Last decade of laser spectroscopy has marked a remarkable progress in the fields of ultrafast optics and optical frequency metrology, based on the possibility of precise radiation control from the femtosecond lasers. The spectrum of these lasers makes a large number of discrete, properly spaced, sharp lines of different wavelengths/frequencies – hence the name frequent comb. Thus the frequency comb generated by the femtosecond laser can be used as a frequency ruler for measuring optical frequencies in the same way that the regular ruler is used to measure the length.
The frequency comb is the ideal light source for a broadband spectroscopy with an optical resonator. Its spectrum extends to several hundreds of nanometers in wavelength, allowing multiple different compounds to be explored at the same time, while the highly defined mode structure of the frequency comb enables high-resolution spectroscopy. The frequency comb can be very effectively coupled with the resonant modes of the optical resonator/cavity, which adds to ultrahigh sensitivity. Such characteristics of Cavity-Enhanced Frequency Comb Spectroscopy (CEFCS) makes it the ideal detection technique of trace species (atoms, molecules, etc.), with a wide range of applications such as:
- Medical analysis of human breath – disease diagnosis by detecting the presence of biomarker molecules in the patient’s breath;
- Detection of explosive materials and biologically hazardous or harmful substances;
- Air quality control.

** DATA BLOCK **
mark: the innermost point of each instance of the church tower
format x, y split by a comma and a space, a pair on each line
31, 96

** ASSIGNED TASK 1 **
In the frequency comb passage, write out the stretch from "Last decade of" through "measure the length.", swapping "ruler" for "scale".
** ASSIGNED TASK 2 **
According to the frequency comb passage, what does the abbreviation CEFCS stand for?
** ASSIGNED TASK 3 **
Go on with the frequency comb passage from its last sentence.

** ANSWER AREA 1 **
Last decade of laser spectroscopy has marked a remarkable progress in the fields of ultrafast optics and optical frequency metrology, based on the possibility of precise radiation control from the femtosecond lasers. The spectrum of these lasers makes a large number of discrete, properly spaced, sharp lines of different wavelengths/frequencies – hence the name frequent comb. Thus the frequency comb generated by the femtosecond laser can be used as a frequency scale for measuring optical frequencies in the same way that the regular scale is used to measure the length.

** ANSWER AREA 2 **
Cavity-Enhanced Frequency Comb Spectroscopy.

** ANSWER AREA 3 **
The CEFCS technique couples the optical frequency comb with a high-quality optical resonator that contains unknown atoms and molecules. Unknown compounds within the resonator absorb the light at precisely defined wavelengths, characteristic and unique for particular atoms and molecules. The comb-resonator coupling allows for a dramatic increase of the optical path of the light in the sample, resulting in ultra-high detection sensitivity. The light going out of the resonator is then spectrally analyzed and the absorption lines are identified, thus achieving unambiguous analysis of unknown atoms and molecules within the resonator.